Problem to solve
Please reproduce the listing below word for word, from its first line through the line containing "<point>151,222</point>", with both ends included.

++++ Data shown

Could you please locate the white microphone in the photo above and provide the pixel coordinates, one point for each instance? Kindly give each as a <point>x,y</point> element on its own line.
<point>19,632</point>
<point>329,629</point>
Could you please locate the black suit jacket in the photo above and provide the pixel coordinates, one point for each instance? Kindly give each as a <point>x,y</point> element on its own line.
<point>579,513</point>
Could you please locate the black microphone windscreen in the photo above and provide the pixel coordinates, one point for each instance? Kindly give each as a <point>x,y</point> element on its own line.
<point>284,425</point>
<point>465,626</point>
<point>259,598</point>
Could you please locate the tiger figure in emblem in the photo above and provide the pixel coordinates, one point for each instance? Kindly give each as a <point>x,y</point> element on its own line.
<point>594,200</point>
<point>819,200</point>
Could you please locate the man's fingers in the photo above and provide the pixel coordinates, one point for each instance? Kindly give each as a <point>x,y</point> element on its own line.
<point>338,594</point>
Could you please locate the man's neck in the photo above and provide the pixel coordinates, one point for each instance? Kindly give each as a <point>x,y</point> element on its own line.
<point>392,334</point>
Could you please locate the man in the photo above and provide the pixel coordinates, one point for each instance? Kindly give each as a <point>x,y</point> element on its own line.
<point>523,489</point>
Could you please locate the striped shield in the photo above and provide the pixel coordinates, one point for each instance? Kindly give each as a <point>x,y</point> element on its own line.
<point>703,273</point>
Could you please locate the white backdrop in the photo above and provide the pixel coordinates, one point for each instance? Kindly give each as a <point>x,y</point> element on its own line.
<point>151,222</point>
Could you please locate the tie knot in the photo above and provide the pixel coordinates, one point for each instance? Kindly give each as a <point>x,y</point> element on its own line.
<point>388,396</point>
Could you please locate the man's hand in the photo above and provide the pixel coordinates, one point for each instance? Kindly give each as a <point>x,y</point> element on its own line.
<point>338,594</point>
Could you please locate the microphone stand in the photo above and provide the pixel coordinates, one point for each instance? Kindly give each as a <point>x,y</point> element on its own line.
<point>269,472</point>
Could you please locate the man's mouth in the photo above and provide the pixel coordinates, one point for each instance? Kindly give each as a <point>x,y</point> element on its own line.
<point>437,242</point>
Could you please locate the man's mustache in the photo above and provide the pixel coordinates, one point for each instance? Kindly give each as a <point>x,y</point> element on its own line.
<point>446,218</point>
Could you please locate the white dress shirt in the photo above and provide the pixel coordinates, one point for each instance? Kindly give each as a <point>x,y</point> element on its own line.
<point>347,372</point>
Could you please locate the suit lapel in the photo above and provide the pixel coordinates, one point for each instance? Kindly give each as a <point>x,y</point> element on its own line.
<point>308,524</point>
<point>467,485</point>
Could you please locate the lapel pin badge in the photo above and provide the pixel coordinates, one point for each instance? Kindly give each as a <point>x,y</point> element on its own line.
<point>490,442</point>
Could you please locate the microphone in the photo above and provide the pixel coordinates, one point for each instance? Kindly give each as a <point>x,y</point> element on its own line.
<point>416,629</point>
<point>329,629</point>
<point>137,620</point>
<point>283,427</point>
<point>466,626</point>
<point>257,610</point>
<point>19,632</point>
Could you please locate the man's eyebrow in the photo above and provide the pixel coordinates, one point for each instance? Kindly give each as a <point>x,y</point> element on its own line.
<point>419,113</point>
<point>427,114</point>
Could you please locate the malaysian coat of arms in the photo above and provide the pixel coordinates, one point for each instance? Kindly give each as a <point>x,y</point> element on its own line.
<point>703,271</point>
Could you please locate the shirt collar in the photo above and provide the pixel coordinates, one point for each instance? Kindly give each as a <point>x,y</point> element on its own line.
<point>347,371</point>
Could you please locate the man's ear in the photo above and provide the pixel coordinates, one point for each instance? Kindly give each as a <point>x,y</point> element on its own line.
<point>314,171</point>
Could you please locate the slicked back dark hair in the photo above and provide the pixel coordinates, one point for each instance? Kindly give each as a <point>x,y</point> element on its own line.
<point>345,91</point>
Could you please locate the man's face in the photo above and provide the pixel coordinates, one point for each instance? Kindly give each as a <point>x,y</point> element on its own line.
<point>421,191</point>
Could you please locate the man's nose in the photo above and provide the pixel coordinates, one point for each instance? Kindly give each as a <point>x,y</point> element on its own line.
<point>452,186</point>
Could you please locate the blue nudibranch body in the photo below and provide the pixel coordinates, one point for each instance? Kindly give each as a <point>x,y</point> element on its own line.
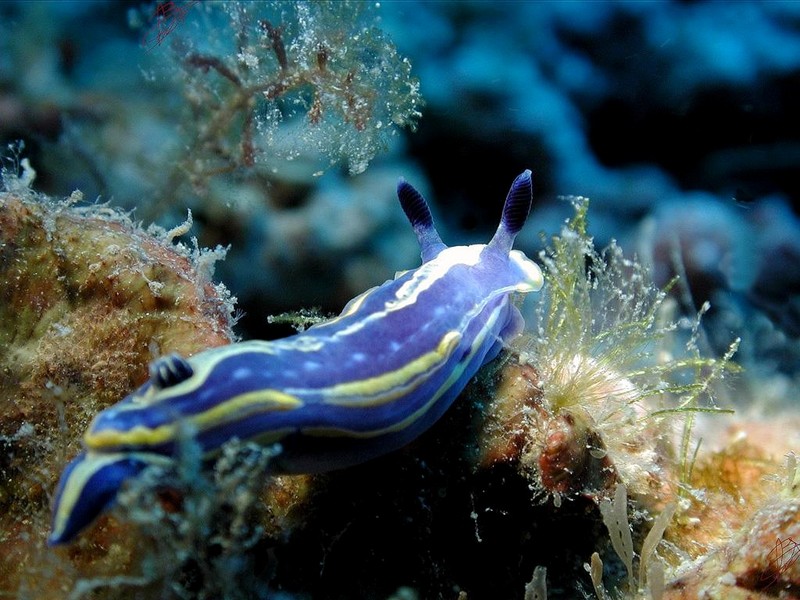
<point>360,385</point>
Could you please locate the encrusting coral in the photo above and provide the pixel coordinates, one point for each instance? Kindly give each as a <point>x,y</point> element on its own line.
<point>87,300</point>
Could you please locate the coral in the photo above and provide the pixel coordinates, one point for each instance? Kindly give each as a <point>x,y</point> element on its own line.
<point>290,78</point>
<point>87,299</point>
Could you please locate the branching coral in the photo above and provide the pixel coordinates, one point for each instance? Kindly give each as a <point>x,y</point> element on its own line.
<point>282,63</point>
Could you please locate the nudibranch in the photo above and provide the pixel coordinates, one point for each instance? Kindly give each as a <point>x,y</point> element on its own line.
<point>355,387</point>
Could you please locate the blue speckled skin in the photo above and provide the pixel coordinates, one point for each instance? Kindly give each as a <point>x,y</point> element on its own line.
<point>342,392</point>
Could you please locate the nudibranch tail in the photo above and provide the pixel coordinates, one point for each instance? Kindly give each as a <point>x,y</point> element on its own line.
<point>515,212</point>
<point>89,485</point>
<point>419,215</point>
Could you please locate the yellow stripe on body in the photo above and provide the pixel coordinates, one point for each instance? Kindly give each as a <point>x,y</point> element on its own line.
<point>398,382</point>
<point>416,415</point>
<point>79,478</point>
<point>237,407</point>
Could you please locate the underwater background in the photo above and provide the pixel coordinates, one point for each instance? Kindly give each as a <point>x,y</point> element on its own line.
<point>677,120</point>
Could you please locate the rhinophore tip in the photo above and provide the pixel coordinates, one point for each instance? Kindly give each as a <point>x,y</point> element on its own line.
<point>515,211</point>
<point>419,215</point>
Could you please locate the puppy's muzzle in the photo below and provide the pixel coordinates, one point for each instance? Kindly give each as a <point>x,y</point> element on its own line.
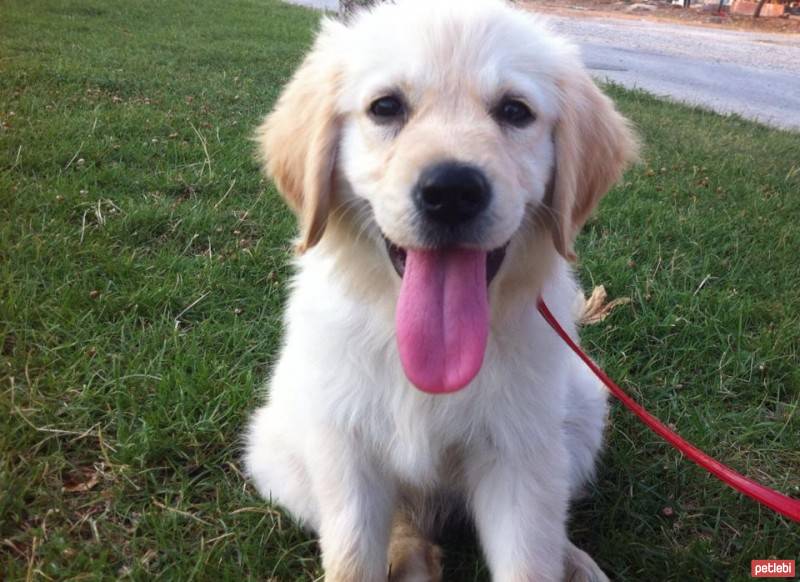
<point>451,198</point>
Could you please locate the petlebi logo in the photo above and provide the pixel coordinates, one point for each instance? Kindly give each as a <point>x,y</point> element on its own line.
<point>772,568</point>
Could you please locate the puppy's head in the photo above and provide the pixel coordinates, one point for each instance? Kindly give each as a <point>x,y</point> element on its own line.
<point>461,127</point>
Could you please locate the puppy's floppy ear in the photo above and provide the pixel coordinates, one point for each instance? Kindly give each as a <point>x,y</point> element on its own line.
<point>593,146</point>
<point>297,142</point>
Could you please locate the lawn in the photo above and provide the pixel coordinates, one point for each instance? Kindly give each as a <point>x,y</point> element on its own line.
<point>143,265</point>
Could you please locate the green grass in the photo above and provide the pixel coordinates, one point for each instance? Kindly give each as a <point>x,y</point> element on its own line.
<point>142,271</point>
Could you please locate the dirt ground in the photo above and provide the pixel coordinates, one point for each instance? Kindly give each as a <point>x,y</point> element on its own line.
<point>662,11</point>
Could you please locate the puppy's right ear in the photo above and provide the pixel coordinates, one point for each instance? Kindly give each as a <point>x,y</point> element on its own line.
<point>297,142</point>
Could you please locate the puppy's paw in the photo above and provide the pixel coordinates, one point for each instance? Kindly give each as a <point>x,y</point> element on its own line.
<point>582,568</point>
<point>412,558</point>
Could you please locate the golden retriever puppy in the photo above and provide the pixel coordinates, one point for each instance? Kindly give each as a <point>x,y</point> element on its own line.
<point>441,157</point>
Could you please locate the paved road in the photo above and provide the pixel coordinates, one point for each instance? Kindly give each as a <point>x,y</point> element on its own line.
<point>754,74</point>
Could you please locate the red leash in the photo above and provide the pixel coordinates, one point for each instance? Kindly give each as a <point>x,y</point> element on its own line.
<point>776,501</point>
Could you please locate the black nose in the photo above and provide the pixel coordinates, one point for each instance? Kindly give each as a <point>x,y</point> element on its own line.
<point>452,193</point>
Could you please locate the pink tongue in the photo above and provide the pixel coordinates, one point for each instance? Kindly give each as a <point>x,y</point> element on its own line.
<point>443,318</point>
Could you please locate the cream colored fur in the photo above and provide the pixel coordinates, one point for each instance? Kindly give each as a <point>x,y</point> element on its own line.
<point>344,441</point>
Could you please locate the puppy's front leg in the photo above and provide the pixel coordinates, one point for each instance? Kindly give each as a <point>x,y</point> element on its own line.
<point>356,501</point>
<point>520,510</point>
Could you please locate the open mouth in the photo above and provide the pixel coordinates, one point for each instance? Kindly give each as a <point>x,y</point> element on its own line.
<point>442,315</point>
<point>494,259</point>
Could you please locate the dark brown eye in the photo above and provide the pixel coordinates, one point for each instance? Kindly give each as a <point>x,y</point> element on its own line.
<point>387,108</point>
<point>514,112</point>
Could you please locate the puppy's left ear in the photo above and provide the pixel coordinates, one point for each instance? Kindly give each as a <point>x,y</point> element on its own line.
<point>298,141</point>
<point>593,146</point>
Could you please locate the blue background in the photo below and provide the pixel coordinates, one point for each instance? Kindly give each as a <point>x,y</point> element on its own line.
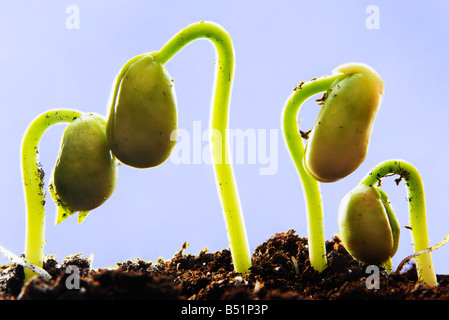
<point>152,212</point>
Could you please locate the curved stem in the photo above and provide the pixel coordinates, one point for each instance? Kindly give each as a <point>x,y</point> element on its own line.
<point>311,189</point>
<point>224,77</point>
<point>417,211</point>
<point>33,178</point>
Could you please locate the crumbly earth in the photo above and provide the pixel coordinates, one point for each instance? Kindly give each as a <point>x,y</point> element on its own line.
<point>280,271</point>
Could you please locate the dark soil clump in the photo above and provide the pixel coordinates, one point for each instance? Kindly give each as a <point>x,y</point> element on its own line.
<point>280,271</point>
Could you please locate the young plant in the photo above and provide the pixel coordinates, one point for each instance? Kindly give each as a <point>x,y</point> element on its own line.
<point>339,139</point>
<point>83,178</point>
<point>142,119</point>
<point>368,226</point>
<point>366,216</point>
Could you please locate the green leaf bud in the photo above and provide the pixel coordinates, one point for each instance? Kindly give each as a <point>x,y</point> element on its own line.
<point>86,172</point>
<point>340,136</point>
<point>368,227</point>
<point>142,114</point>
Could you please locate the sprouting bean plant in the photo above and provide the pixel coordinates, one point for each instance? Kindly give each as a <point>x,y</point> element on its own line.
<point>338,141</point>
<point>137,132</point>
<point>368,227</point>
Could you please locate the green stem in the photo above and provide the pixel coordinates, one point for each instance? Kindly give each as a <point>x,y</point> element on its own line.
<point>33,178</point>
<point>417,211</point>
<point>311,189</point>
<point>224,77</point>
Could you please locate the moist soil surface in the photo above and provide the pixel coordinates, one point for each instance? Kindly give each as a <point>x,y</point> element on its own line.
<point>280,271</point>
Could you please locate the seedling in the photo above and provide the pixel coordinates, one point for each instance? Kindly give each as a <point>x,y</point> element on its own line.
<point>356,224</point>
<point>84,161</point>
<point>338,142</point>
<point>368,226</point>
<point>143,116</point>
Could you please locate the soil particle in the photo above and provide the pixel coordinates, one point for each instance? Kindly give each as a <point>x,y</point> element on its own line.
<point>280,271</point>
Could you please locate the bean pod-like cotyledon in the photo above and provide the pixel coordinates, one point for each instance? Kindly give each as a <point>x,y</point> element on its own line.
<point>339,140</point>
<point>85,173</point>
<point>368,227</point>
<point>142,115</point>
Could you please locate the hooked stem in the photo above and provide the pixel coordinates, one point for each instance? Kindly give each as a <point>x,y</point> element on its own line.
<point>33,178</point>
<point>224,76</point>
<point>311,189</point>
<point>417,211</point>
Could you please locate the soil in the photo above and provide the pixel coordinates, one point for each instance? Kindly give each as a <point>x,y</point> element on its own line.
<point>280,271</point>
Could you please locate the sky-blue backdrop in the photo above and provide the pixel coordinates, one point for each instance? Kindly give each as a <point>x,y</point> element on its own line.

++++++++

The answer
Could you please locate the white microphone in the photo above and provide the pixel coordinates, one point for each instance? Kindly give each as a <point>x,y</point> element on its own line.
<point>19,632</point>
<point>329,629</point>
Could you please locate the black suit jacket in the photo above and provide the pixel coordinates, one point for each instance? Kindly give each as a <point>x,y</point> element on its own line.
<point>579,513</point>
Could you please locate the black microphone windscreen in the photo above and provide the pixel coordinates, one point for each instance? Kindly give each as a <point>x,y</point> element on its own line.
<point>284,425</point>
<point>465,626</point>
<point>259,598</point>
Could you please locate the tiger figure in emblem in the photo above and provide the pixel coordinates, one point for each instance? Kindly give each as a <point>x,y</point> element on its own line.
<point>594,200</point>
<point>819,200</point>
Could you please locate the man's fingers in the photo above and provide the pixel coordinates, one point for each instance? Kindly give each as a <point>x,y</point> element on its own line.
<point>338,594</point>
Could you please locate the man's neck in the photo above and provide the pixel coordinates, one point for each instance? Kindly give each as a <point>x,y</point> element on its own line.
<point>392,334</point>
Could you please locate the man in the photo above and provide the pixel coordinates, one point for each instance? Kindly give each as a <point>x,y</point> element on its own line.
<point>523,489</point>
Could you please locate the striped shield in the photo above and provide the pixel coordinates, one point for each instance? Kindly give each as a <point>x,y</point> element on its own line.
<point>703,273</point>
Could you please locate the white backdrop in the photo above and provide the pixel coordinates, one point for each instance? Kindly give each as a <point>x,y</point> element on its own line.
<point>151,222</point>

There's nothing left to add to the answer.